> Texte fourni

De ce point de vue, enseigner le yoga n'est pas anodin... Si apprendre aux élèves à ne pas nuire à leur corps ou à leur mental peut suffire à certains professeurs, la vraie question surgit lorsque l'enseignant ambitionne d'aller au-delà des techniques corporelles d'assouplissement et de détente. Accéder à ce qui constitue l'Être des élèves engage une plus grande responsabilité. Sans basculer dans l'extrême (ce que la loi qualifie de "délit d'emprise"[1] caractérisant par exemple les agissements de certains pseudo Maîtres), s'il transmet non seulement ce qu'il sait et ce qu'il sait faire, mais aussi qui il est, tel professeur de yoga peut fort bien être tenté d'imposer ses convictions et, plus ou moins consciemment, se nourrir d'un pouvoir dont il ne mesure pas toujours la perversité potentielle.

> Données
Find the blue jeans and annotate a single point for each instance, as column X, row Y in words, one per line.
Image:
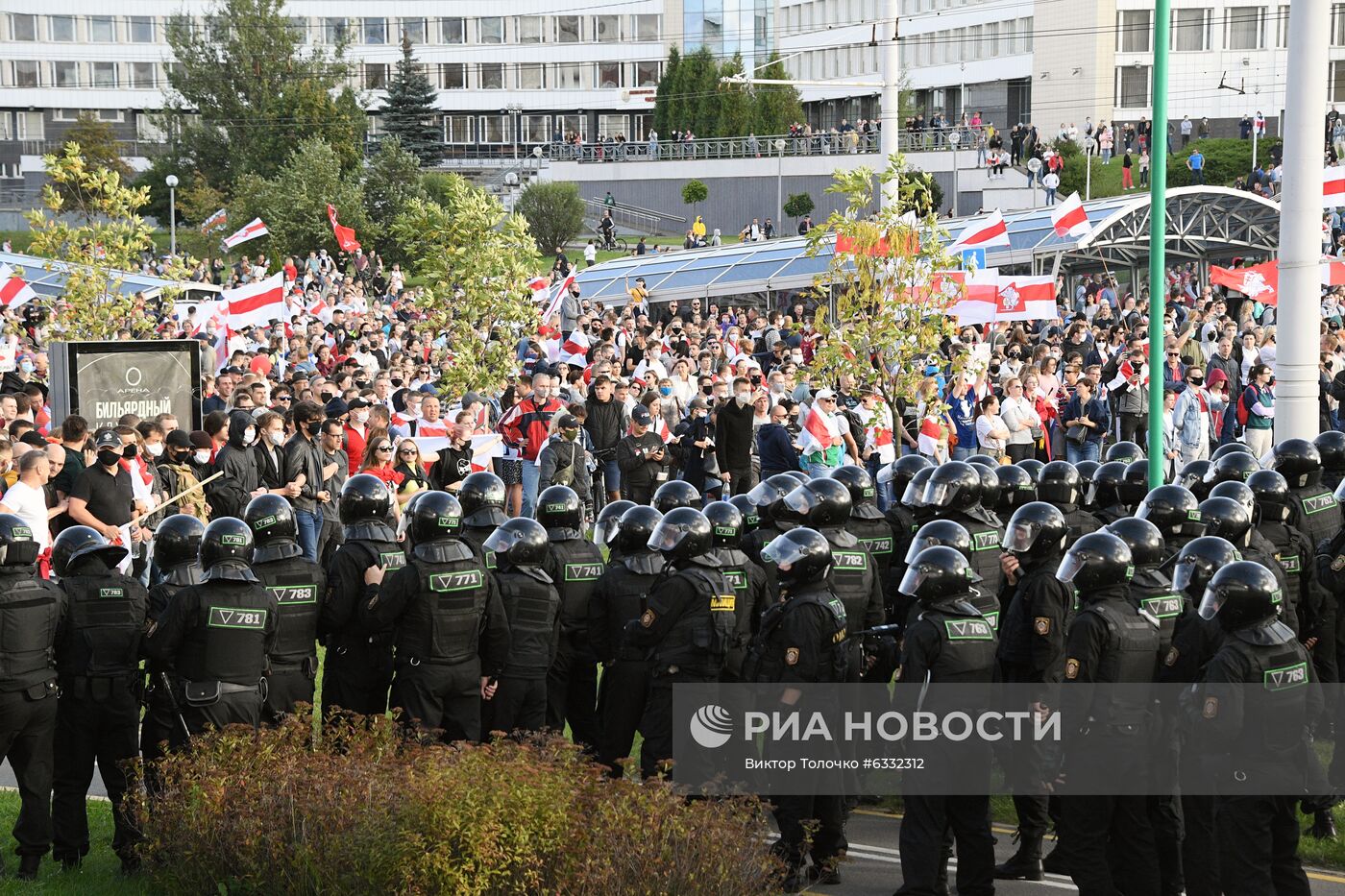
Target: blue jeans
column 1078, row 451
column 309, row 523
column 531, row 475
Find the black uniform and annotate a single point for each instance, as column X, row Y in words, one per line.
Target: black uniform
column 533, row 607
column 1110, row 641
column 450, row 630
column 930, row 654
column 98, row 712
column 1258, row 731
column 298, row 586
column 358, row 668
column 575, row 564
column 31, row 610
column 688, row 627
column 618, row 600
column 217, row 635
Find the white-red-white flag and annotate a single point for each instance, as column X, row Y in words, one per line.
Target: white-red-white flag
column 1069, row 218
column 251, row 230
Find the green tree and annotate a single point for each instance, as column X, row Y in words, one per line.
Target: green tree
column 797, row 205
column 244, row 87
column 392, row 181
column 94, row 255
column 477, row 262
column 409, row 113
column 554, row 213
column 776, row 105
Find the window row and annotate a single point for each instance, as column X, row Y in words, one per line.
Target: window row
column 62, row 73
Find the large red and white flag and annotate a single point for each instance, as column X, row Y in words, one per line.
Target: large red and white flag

> Liste des tâches
(1) Dans le texte sur l'enseignement du yoga, comment la loi qualifie-t-elle l'extrême que l'enseignant doit éviter ?
(2) Traduisez en anglais cette phrase du texte sur l'enseignement du yoga : « Accéder à ce qui constitue l'Être des élèves engage une plus grande responsabilité. »
(3) Rédigez la suite du texte sur l'enseignement du yoga en reprenant après sa dernière phrase.
Les entrées proviennent d'une autre source que le texte.

> Réponses aux tâches
(1) La loi le qualifie de « délit d'emprise ».

(2) Reaching what constitutes the Being of the students entails a greater responsibility.

(3)
Certes, qu'on le veuille ou non, on enseigne toujours qui on est. Les écoliers que nous étions ne s'y trompaient pas. Souvenons-nous : parmi les "bons professeurs" rencontrés, tel nous laissait admiratif sans pour autant nous conquérir. Il se peut toutefois, c'est exceptionnel, que nous ayons été subjugué. Quelque chose se passait alors qui allait au-delà de l'explicable… La matière concernée, l'allure extérieure du professeur n'importaient pas. Ce qui nous séduisait, c'était que le professeur ne faisait pas qu'enseigner les mathématiques ou la philosophie : il était, en tout cas il incarnait – et joyeusement –, les mathématiques ou la philosophie.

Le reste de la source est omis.